======== PROVIDED INFORMATION ========
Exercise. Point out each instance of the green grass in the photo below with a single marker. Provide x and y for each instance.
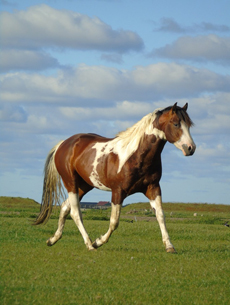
(133, 268)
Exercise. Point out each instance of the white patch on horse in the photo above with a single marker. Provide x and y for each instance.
(101, 150)
(124, 145)
(185, 138)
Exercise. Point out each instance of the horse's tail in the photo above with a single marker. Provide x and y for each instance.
(52, 187)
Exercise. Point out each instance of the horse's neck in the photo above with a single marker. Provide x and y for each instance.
(151, 148)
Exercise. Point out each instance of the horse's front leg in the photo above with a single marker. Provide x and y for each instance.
(154, 195)
(114, 222)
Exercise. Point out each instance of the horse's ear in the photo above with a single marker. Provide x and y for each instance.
(185, 107)
(174, 108)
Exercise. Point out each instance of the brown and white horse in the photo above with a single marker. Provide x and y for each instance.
(124, 165)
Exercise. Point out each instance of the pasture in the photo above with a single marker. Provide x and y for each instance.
(133, 268)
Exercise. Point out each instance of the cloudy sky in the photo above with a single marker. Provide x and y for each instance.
(100, 66)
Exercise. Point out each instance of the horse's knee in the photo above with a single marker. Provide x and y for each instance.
(114, 224)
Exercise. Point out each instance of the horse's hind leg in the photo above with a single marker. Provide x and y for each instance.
(76, 215)
(114, 222)
(65, 209)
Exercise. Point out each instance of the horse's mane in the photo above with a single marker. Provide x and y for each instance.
(136, 132)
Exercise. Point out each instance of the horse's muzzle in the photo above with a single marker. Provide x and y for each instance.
(188, 150)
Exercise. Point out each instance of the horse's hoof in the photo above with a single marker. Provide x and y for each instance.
(48, 242)
(171, 250)
(94, 244)
(92, 249)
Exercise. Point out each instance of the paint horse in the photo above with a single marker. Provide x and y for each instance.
(124, 165)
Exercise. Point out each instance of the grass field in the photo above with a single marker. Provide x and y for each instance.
(133, 268)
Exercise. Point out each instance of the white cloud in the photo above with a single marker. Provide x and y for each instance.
(199, 48)
(172, 26)
(98, 85)
(44, 27)
(26, 60)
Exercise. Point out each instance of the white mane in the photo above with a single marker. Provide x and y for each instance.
(128, 141)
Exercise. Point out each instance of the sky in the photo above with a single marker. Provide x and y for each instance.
(99, 66)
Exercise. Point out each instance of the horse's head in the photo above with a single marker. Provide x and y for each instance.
(176, 123)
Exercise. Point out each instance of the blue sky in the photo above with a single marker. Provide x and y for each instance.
(100, 66)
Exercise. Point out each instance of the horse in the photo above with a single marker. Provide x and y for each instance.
(124, 165)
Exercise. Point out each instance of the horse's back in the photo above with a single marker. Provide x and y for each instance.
(76, 155)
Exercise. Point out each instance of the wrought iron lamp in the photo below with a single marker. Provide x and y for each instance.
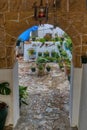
========
Determine how many lines of the items above contain the string "below", and state only that number.

2